__EXERCISE__: Put the lines from the one containing "Draw the outline of every instance of the tree" through the last line of the entries into a numbered list, skipping any blank lines.
↓↓↓
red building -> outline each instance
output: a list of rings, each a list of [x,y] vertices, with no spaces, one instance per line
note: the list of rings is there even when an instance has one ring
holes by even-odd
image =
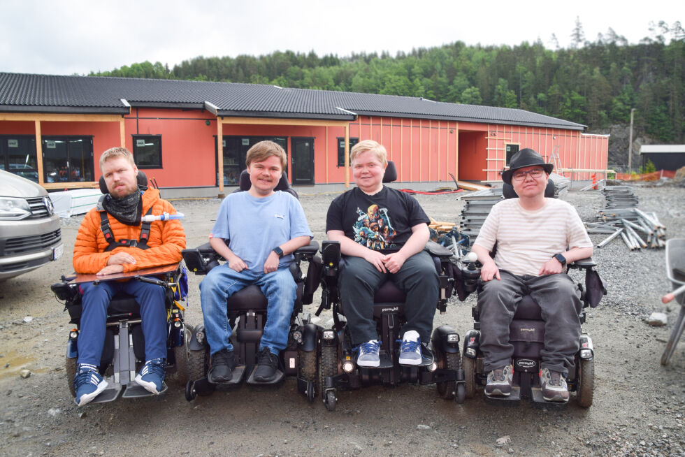
[[[367,138],[385,145],[401,182],[437,187],[453,182],[450,173],[498,181],[524,147],[549,161],[558,155],[557,166],[586,180],[606,168],[608,137],[585,130],[522,110],[420,98],[0,73],[0,168],[47,189],[94,187],[100,155],[122,145],[166,195],[223,194],[263,139],[286,150],[295,186],[347,184],[346,152]]]

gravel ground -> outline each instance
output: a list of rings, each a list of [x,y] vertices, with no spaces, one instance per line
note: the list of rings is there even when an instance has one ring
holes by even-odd
[[[640,208],[654,210],[668,238],[685,238],[685,189],[636,187]],[[337,194],[301,201],[318,240]],[[428,215],[458,222],[455,194],[418,195]],[[586,222],[603,207],[598,191],[572,191],[565,200]],[[177,200],[186,215],[188,246],[204,242],[217,199]],[[71,272],[71,251],[80,217],[63,219],[65,255],[57,262],[0,284],[0,455],[6,456],[685,456],[685,342],[668,367],[659,358],[679,307],[659,298],[670,291],[664,251],[630,252],[620,240],[596,249],[608,295],[589,310],[584,331],[595,349],[594,404],[539,408],[480,396],[462,405],[440,399],[435,386],[372,386],[342,392],[335,412],[308,405],[288,379],[276,389],[240,387],[187,402],[171,386],[162,397],[76,407],[64,369],[68,318],[49,286]],[[605,235],[592,235],[596,244]],[[198,284],[191,278],[186,319],[201,321]],[[470,306],[455,299],[435,325],[463,335]],[[317,304],[307,307],[312,312]],[[669,324],[645,321],[655,310]],[[330,314],[322,316],[325,324]],[[4,368],[2,368],[4,367]],[[22,369],[31,376],[22,378]]]

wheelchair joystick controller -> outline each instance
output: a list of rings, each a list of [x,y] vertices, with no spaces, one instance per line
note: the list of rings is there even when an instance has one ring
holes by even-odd
[[[467,292],[473,292],[478,287],[478,280],[480,279],[480,266],[477,263],[478,256],[475,252],[469,252],[464,256],[462,262],[466,268],[461,270],[464,278],[464,286]]]

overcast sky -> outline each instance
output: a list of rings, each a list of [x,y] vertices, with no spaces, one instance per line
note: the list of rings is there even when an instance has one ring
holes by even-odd
[[[580,20],[586,39],[610,27],[628,42],[650,21],[680,21],[685,1],[578,0],[0,0],[0,71],[87,74],[148,60],[170,68],[199,55],[317,55],[540,38],[567,48]]]

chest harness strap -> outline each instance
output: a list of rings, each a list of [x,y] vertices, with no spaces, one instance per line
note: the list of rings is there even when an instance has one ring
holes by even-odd
[[[145,216],[152,214],[152,207],[147,210]],[[114,239],[114,233],[110,227],[110,221],[107,217],[106,211],[100,212],[100,228],[102,229],[102,234],[105,235],[105,240],[109,243],[109,246],[105,249],[105,252],[111,251],[120,246],[127,246],[128,247],[138,247],[141,249],[149,249],[147,240],[150,239],[150,227],[152,222],[143,222],[140,224],[140,240],[120,240],[116,241]]]

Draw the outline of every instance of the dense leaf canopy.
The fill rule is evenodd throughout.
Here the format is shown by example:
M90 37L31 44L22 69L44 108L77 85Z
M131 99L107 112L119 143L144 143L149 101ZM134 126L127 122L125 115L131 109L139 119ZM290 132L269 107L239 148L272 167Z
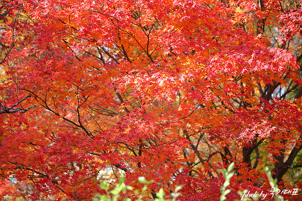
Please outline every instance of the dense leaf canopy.
M232 162L227 200L302 188L299 1L0 4L0 197L218 200Z

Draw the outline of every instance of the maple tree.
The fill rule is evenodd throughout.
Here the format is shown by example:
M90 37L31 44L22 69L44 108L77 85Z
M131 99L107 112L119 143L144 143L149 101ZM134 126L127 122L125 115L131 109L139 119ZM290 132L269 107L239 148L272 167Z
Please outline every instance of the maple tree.
M1 196L91 200L123 172L218 200L232 162L227 200L269 191L266 166L301 188L299 1L0 6Z

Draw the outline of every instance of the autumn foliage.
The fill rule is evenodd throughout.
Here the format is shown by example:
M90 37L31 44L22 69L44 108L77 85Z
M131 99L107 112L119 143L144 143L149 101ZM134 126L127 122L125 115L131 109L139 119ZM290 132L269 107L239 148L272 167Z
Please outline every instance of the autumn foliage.
M299 1L0 4L0 198L218 200L232 162L227 200L302 188Z

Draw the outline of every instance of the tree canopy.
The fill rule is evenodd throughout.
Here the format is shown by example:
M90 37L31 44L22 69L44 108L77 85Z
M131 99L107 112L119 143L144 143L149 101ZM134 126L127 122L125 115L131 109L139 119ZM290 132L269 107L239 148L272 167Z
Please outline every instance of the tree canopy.
M302 189L301 4L3 1L0 197L90 200L124 173L219 200L233 162L227 200L269 192L266 167Z

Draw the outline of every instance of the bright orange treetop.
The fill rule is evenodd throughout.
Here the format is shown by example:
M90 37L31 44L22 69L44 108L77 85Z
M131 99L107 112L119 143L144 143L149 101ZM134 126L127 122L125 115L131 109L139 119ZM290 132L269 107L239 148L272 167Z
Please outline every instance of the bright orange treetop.
M232 161L227 200L302 188L299 1L0 3L0 197L218 200Z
↑↑↑
__FINAL ANSWER__:
1. Draw the outline of every instance of the tree canopy.
2. The fill rule is evenodd throughout.
3. Here the format is shown by example:
4. M90 37L31 44L22 69L44 108L77 85Z
5. M131 99L107 112L119 143L144 143L149 101ZM134 126L127 122L125 115L131 109L139 119ZM290 132L269 107L239 148L272 167Z
6. Please outline every instance of the tree canopy.
7. M302 189L301 4L3 1L0 197L90 200L124 173L219 200L233 162L227 200L269 192L266 167Z
8. Draw the outline of every instance of the bright orange treetop.
9. The fill rule is evenodd throughout.
10. Here the format is shown by example:
11. M90 37L31 44L22 69L44 108L77 85Z
12. M131 99L107 112L119 143L144 143L149 101ZM134 126L127 122L125 115L131 109L139 119ZM290 132L269 107L239 148L272 167Z
13. Please outline every instance of the bright orange treetop.
14. M232 161L227 200L302 188L299 1L0 3L0 197L218 200Z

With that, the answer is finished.